> _Document text_
----

Monitoring for metabolic side effects proved to be infrequent for outpatients with dementia or delirium who had been prescribed antipsychotic medications at 32 Veterans Affairs medical centers.
Antipsychotic medications are approved by the Food and Drug Administration for use in patients with psychotic disorders, not for those with dementia and delirium. However, they are widely used off label to control behavior disturbances among dementia/delirium patients, despite the lack of long-term data. In 2004, the American Psychiatric Association (APA), the American Diabetes Association (ADA), the American Association of Clinical Endocrinologists, and the North American Association for the Study of Obesity issued consensus recommendations for monitoring of glycemic control, lipidemia, and weight gain among all patients taking antipsychotics (Diabetes Care 2004;27:596-601).
Subsequently, in 2005 and 2008, the FDA issued black box warnings about the increased risk for mortality in dementia patients with the use of typical and atypical antipsychotics. Other risks include cerebrovascular events, parkinsonism, pulmonary infections, and metabolic dysfunction
“To my way of thinking, these patients are getting a medication that is not FDA approved for this indication and it has significant risks, so if I’m a prudent clinician, if I prescribe something off label, I have to be more careful,” Dr. Dinesh Mittal said in an interview.
But his findings in a large, retrospective cohort analysis suggest that this is not happening. Of patients identified as having received a new antipsychotic prescription and used it for at least 60 days, 916 had dementia or delirium but no psychosis, whereas 3,446 had psychosis but no dementia/delirium. The dementia patients were a mean age of 69 years, nearly all were male (95%), and most were married (56%). Two-thirds of the dementia/delirium group (64%) were aged 65 and older, compared with just 9% of the psychosis patients, said Dr. Mittal, a research scientist at the VA’s Center for Mental Health Outcomes Research and staff psychiatrist at Central Arkansas Veterans Healthcare System, Little Rock.

----

> _Task set_
A. Translate this sentence from the article on antipsychotic monitoring in veterans with dementia into Spanish: "Monitoring for metabolic side effects proved to be infrequent for outpatients with dementia or delirium who had been prescribed antipsychotic medications at 32 Veterans Affairs medical centers."
B. According to the article on antipsychotic monitoring in veterans with dementia, what share of the dementia/delirium group was aged 65 and older?
C. Carry on the article on antipsychotic monitoring in veterans with dementia from its last sentence, in the same reporting style.

----

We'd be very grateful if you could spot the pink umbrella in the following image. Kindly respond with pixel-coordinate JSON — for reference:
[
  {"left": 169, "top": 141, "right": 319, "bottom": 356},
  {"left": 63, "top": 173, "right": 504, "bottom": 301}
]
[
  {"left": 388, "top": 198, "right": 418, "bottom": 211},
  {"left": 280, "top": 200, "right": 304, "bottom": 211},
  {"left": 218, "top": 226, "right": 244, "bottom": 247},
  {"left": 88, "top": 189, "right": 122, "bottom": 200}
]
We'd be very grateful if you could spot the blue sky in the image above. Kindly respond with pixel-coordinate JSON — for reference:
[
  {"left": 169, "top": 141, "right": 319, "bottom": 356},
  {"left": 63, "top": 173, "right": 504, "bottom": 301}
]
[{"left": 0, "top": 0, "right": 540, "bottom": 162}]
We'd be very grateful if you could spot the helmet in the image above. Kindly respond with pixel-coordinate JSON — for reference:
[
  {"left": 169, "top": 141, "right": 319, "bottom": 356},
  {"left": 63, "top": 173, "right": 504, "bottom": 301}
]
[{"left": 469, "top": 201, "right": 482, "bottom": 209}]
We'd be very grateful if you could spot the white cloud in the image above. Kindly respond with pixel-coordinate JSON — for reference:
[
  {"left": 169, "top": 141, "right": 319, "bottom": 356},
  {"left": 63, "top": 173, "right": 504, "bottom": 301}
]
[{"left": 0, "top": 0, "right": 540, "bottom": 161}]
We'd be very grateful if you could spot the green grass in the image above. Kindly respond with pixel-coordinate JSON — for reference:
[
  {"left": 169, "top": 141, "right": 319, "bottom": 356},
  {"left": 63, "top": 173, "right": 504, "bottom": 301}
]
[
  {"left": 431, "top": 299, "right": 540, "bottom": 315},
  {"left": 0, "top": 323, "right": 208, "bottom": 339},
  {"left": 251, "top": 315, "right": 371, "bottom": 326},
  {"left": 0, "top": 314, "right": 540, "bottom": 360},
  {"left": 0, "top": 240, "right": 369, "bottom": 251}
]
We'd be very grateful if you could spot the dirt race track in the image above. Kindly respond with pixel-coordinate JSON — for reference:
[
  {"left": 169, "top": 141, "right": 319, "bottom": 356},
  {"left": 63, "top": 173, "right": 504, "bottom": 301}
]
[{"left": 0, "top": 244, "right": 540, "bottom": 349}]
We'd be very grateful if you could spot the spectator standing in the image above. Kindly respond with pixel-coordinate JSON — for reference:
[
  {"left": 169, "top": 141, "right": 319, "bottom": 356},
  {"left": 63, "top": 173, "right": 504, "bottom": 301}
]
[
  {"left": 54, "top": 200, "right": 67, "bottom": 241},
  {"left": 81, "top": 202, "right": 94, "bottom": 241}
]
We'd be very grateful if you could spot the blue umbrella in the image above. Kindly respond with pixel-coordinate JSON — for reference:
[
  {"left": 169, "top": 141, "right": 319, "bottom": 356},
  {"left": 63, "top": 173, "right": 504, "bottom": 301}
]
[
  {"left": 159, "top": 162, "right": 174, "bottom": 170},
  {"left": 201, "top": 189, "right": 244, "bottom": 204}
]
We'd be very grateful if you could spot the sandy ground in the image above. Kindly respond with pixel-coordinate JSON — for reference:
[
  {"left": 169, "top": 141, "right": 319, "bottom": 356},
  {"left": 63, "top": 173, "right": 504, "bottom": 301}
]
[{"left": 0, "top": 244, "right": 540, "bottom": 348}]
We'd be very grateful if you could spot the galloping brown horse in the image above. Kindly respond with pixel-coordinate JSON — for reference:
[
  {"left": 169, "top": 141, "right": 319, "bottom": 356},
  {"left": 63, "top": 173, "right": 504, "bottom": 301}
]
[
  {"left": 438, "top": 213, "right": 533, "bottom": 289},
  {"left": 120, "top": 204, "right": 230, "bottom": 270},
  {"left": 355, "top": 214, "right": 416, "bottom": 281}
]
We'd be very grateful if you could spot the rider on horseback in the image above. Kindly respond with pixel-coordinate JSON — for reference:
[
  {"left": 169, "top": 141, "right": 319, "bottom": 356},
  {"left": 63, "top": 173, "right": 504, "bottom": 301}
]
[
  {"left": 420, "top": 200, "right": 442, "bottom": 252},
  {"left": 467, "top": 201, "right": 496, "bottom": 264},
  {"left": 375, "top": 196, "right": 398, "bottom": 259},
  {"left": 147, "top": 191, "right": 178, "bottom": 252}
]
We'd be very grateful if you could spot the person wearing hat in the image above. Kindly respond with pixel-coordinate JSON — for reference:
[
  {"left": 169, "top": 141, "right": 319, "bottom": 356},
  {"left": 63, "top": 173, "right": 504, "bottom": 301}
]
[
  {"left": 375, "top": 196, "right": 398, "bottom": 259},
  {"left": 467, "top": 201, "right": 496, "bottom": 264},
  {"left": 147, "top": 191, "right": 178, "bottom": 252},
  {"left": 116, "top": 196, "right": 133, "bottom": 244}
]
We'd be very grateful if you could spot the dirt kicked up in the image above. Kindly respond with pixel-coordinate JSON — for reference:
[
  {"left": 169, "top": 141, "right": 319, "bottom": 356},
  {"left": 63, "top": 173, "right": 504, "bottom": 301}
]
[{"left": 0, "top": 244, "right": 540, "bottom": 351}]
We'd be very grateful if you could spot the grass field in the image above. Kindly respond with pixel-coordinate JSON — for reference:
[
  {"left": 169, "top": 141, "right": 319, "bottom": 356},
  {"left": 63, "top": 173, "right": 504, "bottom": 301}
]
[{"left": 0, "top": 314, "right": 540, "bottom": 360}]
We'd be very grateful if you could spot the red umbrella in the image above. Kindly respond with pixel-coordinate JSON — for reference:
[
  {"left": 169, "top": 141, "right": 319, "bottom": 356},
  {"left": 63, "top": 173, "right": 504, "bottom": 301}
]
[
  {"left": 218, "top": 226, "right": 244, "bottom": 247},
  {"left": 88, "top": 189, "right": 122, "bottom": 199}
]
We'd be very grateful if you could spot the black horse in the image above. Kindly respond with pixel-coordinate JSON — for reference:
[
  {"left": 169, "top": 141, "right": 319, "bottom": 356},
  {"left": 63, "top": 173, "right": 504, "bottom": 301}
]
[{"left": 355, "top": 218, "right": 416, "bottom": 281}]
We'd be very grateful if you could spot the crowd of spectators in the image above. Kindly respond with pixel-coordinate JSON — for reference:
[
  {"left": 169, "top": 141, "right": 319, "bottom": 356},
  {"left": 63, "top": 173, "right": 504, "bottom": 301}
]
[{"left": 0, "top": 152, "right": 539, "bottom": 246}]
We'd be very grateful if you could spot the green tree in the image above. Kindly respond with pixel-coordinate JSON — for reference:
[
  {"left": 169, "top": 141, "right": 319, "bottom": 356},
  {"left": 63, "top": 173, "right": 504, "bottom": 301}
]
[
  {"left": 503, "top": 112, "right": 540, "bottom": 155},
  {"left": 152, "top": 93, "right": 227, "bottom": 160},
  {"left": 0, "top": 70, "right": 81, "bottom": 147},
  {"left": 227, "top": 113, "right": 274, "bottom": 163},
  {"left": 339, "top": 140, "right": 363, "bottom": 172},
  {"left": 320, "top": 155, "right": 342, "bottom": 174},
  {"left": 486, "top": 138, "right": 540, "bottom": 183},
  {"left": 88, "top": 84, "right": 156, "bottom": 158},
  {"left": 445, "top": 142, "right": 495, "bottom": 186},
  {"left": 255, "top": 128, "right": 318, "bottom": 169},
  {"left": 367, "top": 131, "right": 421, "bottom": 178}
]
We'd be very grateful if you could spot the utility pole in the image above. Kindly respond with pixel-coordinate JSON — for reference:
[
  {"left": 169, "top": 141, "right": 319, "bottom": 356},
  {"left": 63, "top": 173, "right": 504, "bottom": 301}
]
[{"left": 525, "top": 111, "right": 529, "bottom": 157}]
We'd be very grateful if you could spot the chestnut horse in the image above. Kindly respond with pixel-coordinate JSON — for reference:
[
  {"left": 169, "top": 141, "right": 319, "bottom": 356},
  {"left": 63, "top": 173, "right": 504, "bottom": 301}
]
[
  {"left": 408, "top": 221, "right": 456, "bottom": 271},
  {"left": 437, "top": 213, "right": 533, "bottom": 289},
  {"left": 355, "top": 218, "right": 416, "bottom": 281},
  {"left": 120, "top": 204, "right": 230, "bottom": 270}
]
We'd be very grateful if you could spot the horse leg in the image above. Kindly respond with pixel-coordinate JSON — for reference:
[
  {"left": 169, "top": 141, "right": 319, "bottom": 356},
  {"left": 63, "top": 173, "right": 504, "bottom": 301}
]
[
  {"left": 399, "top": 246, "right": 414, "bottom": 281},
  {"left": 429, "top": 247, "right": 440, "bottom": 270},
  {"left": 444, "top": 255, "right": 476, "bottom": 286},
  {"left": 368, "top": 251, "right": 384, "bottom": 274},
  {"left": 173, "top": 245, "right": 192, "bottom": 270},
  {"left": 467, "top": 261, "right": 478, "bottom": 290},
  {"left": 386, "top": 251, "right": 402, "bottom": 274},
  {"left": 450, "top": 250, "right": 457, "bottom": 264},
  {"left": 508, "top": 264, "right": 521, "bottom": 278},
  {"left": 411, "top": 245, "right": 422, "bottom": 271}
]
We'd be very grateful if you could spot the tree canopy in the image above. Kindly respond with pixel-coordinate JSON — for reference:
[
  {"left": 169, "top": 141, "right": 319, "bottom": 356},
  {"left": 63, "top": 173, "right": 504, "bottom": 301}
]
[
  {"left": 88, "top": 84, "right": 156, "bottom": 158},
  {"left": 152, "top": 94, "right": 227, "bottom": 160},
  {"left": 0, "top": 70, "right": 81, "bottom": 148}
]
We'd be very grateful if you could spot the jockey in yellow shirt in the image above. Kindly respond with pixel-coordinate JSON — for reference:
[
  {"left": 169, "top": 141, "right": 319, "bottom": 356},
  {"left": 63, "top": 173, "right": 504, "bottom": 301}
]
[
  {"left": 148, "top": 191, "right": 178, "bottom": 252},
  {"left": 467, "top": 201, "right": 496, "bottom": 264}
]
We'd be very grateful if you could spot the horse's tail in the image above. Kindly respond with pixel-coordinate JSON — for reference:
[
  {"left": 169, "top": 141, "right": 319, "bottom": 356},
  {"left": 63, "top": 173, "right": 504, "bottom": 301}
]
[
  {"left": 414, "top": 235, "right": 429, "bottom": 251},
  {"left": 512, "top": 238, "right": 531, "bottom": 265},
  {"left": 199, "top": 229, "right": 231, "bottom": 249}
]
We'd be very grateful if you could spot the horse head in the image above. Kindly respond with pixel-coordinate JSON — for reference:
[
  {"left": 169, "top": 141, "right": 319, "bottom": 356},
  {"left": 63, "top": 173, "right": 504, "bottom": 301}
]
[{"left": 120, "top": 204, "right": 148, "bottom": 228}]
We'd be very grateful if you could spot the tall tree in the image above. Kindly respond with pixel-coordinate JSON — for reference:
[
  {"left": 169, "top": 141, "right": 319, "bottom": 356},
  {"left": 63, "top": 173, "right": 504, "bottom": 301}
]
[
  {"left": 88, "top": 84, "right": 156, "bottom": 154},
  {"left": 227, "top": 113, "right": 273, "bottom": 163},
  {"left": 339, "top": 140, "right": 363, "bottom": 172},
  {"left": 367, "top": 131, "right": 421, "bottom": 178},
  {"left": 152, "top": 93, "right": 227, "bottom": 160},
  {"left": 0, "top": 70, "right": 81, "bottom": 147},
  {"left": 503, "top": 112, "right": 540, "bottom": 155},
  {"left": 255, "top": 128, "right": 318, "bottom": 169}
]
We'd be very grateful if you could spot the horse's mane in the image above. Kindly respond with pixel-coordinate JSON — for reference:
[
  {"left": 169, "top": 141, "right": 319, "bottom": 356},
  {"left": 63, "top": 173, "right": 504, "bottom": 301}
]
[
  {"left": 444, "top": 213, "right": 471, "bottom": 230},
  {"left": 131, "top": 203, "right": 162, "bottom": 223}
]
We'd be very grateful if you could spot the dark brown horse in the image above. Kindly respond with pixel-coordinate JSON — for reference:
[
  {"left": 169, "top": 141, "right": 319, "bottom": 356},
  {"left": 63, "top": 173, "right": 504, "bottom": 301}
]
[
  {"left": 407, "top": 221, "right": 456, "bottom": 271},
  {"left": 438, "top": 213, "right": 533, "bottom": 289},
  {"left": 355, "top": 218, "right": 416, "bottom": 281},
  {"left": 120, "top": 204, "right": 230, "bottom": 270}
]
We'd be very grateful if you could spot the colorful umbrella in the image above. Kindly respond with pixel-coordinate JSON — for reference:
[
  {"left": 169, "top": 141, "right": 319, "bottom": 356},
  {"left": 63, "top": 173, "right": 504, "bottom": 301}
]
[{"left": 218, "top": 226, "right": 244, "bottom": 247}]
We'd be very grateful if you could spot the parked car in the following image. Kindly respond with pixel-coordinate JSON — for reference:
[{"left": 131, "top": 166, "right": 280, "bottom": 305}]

----

> _Answers by task_
A. El control de los efectos secundarios metabólicos resultó ser poco frecuente en los pacientes ambulatorios con demencia o delírium a quienes se les habían recetado medicamentos antipsicóticos en 32 centros médicos de Asuntos de Veteranos.

B. Two-thirds, or 64%.

C.
At baseline (defined as within 30 days of the index prescription), monitoring of either glucose or hemoglobin A1c had been done for only 45% of those with dementia/delirium who were without psychosis. The proportion was not significantly different (47.5%) for the patients with psychosis but no dementia/delirium. Measurement of LDL cholesterol was even less common in both groups and was significantly lower for the dementia/delirium patients (27% vs. 34% of those with psychosis). Also, significantly more dementia patients than psychosis patients had their weight checked at baseline (71% vs. 66%).
The difference in weight measurement might simply relate to the fact that dementia patients were being seen more often for office visits and were having weight measured routinely, rather than being monitored specifically for metabolic side effects of antipsychotics, noted Dr. Mittal, who is also with the University of Arkansas, Little Rock.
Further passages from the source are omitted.